### [Excerpt to read]
+---+
We arrived at 8:00 p.m and left at 12:15 with a tetanus shot, stitches in his ankle and antibiotics. As we sat in the waiting room and replayed the events of the night Sewell told me he had looked for a large rock to hit the dog with but all he could find was a small stone. My mind flashed to David and Goliath and the bracelets he and I wear that say, "Facing Your Giant." We both knew that once again we had faced a giant of fear that had come into our lives. One more time we called out to God for His help and he arrived to rescue us. Psalm 138:7 says, "Though I walk in the midst of trouble, you preserve my life." We know the weapons we have to fight our battles are small and insignificant but we know the battle is His, not ours. He has at His disposal everything that is needed to defeat any enemy that comes to harm us.
I am grateful for a husband who instinctively calls on the name of Jesus to come to our aid and rescue in the time of trouble. I know Suki is too!
I have no idea what God is doing in our lives but we will continue to face each day with our hope and trust in Him. If he allows a giant to come into our land we will face it with a God saturated soul, knowing He is the one who preserves our life.

2 comments:

Anonymous said...

I am so sorry to read about your terror story. When a pit bull attacks a loved animal -- as they so often do -- people put their lives at risk trying to stop the attack. Through years of selective breeding, pit bulls are animal aggressive. This is why they are the most dominant fighting breed. The question is, why do we let people own these dogs? Why is it okay for people to own dogs that were bred to attack other dogs?
+---+
### [Given information]
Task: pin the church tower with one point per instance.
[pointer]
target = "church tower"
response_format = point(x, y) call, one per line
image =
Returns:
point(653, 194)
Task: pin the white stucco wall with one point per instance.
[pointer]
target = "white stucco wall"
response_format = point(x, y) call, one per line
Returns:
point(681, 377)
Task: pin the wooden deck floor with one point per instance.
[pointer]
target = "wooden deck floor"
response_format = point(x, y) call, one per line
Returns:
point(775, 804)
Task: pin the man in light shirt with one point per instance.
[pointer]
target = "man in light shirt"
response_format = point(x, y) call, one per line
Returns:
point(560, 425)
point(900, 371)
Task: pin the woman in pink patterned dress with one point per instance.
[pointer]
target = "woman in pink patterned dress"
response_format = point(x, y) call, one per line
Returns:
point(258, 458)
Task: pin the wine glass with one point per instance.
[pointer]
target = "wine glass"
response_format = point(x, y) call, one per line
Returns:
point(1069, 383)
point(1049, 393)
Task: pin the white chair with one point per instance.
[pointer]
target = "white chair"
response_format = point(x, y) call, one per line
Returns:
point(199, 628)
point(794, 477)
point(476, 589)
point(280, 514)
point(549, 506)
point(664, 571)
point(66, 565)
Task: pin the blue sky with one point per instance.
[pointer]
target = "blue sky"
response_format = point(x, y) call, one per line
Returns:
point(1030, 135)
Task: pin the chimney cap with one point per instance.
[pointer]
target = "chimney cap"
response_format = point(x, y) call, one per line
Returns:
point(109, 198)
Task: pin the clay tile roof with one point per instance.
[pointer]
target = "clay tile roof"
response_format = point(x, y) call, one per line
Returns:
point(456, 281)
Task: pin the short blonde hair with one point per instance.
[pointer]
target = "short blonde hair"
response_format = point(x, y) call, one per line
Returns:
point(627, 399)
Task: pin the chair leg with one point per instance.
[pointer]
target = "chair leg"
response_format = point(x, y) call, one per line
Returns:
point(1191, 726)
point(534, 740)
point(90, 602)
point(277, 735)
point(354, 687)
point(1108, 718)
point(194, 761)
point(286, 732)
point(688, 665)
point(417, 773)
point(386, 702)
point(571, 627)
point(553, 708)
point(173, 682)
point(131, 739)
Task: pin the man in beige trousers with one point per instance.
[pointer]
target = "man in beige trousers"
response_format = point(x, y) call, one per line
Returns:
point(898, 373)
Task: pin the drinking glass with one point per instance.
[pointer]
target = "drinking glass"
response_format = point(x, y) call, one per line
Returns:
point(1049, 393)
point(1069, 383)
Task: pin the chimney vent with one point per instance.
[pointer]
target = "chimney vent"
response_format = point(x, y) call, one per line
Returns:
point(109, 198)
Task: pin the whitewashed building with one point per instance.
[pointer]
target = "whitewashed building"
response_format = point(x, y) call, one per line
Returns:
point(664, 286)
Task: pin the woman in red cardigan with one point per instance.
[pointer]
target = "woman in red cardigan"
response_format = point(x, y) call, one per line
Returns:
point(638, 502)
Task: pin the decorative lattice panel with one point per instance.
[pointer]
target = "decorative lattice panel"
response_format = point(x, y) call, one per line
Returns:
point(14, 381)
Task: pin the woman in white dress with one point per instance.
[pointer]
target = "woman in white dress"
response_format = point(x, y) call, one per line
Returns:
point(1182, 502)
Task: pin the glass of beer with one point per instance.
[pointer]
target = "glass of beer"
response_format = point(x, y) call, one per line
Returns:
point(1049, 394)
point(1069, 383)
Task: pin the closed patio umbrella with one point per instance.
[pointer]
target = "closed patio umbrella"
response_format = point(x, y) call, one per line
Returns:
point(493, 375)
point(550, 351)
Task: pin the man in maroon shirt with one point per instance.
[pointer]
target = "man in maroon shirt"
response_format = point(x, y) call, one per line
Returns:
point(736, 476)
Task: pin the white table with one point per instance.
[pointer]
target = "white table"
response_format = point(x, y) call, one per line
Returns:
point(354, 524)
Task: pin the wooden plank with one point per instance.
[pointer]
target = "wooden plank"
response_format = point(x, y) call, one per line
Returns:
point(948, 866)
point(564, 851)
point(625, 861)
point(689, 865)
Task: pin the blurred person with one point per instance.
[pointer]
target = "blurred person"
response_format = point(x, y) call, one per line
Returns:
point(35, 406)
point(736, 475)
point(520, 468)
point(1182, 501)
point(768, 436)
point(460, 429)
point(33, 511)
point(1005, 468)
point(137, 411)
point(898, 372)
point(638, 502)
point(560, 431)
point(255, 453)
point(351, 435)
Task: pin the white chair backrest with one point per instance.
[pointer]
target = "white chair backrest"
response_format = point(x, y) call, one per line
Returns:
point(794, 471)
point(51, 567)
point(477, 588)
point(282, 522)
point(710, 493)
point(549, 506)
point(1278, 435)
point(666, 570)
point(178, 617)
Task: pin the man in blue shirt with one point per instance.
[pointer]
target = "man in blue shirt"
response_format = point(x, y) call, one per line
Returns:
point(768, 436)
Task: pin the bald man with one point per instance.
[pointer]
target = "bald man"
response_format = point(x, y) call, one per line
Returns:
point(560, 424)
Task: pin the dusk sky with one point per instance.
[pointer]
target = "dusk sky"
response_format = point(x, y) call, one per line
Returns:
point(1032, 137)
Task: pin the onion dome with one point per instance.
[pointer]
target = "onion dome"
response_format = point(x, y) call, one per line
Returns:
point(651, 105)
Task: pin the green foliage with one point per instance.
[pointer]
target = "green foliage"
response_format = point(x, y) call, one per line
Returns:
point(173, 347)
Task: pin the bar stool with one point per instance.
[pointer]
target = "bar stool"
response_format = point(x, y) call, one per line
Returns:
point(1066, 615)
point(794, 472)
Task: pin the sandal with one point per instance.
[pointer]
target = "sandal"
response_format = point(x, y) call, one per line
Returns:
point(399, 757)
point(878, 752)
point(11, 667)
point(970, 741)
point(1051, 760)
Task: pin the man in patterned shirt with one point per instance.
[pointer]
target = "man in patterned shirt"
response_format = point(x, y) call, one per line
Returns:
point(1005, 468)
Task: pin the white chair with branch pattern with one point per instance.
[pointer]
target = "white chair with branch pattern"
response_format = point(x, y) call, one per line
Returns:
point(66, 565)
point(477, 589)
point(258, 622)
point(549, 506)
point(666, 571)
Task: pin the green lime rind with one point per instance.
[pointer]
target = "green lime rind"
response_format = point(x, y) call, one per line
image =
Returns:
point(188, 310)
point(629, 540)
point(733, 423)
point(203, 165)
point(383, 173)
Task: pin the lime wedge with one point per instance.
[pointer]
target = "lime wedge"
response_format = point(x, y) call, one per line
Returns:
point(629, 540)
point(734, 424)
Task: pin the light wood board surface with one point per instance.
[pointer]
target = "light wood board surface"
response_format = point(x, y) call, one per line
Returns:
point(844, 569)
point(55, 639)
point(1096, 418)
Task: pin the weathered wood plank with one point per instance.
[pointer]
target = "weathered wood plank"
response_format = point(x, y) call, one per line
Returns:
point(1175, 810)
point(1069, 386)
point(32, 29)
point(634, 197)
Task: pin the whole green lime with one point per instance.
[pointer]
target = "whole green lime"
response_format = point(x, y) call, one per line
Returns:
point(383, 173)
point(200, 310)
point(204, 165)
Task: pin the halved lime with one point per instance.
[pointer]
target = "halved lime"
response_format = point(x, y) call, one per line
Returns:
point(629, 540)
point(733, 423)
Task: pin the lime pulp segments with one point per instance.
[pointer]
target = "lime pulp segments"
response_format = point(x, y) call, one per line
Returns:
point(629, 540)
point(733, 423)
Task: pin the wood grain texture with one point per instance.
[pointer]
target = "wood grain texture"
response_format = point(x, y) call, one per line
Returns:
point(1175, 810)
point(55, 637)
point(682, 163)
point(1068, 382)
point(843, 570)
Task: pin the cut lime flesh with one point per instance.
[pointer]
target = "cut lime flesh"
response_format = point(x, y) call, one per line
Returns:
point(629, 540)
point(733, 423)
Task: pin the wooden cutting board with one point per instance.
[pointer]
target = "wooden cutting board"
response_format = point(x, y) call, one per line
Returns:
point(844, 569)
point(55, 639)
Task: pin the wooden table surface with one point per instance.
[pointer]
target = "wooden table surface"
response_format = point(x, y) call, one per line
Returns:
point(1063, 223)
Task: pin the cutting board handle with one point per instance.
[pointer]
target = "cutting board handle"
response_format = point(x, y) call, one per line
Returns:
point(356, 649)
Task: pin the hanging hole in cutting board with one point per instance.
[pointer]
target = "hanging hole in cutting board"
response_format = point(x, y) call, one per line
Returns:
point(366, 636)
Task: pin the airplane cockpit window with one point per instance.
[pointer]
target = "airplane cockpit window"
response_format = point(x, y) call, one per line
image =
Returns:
+---+
### [Things to do]
**a)** Answer from the blog post:
(i) At what time did they leave?
(ii) What words are printed on the bracelets?
(iii) In the comment, which breed is called the most dominant fighting breed?
**b)** List everything the blog post says they left with at 12:15.
**c)** Output the part of the blog post that begins at the words "I am grateful" and stops after the words "attack other dogs?".
Please draw only on the blog post, not on the material.

### [Expected responses]
**a)**
(i) 12:15
(ii) "Facing Your Giant."
(iii) Pit bulls

**b)**
- a tetanus shot
- stitches in his ankle
- antibiotics

**c)**
I am grateful for a husband who instinctively calls on the name of Jesus to come to our aid and rescue in the time of trouble. I know Suki is too!
I have no idea what God is doing in our lives but we will continue to face each day with our hope and trust in Him. If he allows a giant to come into our land we will face it with a God saturated soul, knowing He is the one who preserves our life.

2 comments:

Anonymous said...

I am so sorry to read about your terror story. When a pit bull attacks a loved animal -- as they so often do -- people put their lives at risk trying to stop the attack. Through years of selective breeding, pit bulls are animal aggressive. This is why they are the most dominant fighting breed. The question is, why do we let people own these dogs? Why is it okay for people to own dogs that were bred to attack other dogs?